──────── Provided material ────────

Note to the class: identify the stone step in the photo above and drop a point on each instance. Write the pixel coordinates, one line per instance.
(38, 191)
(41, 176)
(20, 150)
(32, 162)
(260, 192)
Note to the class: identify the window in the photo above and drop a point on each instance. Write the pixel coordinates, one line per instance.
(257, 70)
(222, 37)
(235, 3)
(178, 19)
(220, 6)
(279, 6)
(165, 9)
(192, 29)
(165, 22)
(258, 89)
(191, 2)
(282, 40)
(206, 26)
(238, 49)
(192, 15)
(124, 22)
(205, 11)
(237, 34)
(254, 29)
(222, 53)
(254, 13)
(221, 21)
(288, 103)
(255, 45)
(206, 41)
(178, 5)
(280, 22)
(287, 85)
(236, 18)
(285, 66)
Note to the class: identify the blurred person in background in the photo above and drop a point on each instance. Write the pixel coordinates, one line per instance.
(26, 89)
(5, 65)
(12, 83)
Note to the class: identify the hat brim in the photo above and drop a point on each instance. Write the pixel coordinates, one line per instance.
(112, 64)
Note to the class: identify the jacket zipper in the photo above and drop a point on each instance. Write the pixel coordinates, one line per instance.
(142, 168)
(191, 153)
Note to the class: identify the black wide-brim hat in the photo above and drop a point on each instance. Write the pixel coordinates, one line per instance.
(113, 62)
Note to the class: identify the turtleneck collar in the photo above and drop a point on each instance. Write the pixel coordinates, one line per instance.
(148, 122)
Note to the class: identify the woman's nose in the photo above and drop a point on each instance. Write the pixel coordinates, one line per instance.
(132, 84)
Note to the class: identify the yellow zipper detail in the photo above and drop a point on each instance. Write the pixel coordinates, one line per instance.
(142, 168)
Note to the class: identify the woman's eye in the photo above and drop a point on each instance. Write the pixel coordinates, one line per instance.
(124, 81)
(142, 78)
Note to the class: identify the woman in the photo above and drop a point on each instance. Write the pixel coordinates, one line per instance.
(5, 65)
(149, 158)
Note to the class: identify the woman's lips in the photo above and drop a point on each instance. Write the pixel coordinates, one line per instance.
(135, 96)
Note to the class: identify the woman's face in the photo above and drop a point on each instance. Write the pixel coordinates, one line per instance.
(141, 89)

────────

Rewrite the data from the line containing "Note to the class: identify the woman's face" through the end, replacing "drop a point" with "place a dot" and leaving everything else unchanged.

Note to the class: identify the woman's face in the photo above and place a dot on each instance. Write the pixel coordinates, one line per instance.
(141, 89)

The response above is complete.